— DATA —

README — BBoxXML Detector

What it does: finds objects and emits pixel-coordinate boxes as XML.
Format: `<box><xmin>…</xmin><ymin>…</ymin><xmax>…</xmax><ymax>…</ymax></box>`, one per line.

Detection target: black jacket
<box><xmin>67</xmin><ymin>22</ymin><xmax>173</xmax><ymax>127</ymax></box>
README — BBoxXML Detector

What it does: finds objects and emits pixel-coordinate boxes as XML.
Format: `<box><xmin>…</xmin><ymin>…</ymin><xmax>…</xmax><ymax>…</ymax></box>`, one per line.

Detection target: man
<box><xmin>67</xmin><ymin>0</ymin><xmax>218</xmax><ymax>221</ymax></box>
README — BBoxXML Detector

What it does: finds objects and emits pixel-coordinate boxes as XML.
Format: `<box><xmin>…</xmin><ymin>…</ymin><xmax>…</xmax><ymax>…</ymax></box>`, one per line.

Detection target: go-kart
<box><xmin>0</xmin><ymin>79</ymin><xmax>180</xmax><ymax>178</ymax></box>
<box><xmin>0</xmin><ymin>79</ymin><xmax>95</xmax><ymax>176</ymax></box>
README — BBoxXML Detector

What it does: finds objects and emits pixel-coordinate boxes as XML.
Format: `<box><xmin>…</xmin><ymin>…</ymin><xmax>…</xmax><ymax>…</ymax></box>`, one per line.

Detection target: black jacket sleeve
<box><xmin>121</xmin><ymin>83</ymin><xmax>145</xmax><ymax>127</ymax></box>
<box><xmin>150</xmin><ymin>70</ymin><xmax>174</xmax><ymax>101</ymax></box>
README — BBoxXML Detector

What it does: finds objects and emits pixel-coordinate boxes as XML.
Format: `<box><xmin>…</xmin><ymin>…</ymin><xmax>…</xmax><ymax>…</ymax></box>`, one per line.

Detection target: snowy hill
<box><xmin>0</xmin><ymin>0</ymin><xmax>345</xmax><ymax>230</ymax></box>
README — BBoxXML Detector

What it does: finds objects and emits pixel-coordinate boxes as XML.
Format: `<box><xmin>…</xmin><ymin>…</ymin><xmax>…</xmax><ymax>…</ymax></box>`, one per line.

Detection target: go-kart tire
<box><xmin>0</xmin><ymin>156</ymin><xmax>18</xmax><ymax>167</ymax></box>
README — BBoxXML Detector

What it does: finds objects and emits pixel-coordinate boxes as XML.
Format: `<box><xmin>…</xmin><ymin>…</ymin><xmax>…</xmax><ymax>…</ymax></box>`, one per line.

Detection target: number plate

— JOB —
Which lines of the records contain the word "jacket"? Report each one in full, counting only matches with the same case.

— ANSWER FOR THE TASK —
Detection target: black jacket
Detection target: black jacket sleeve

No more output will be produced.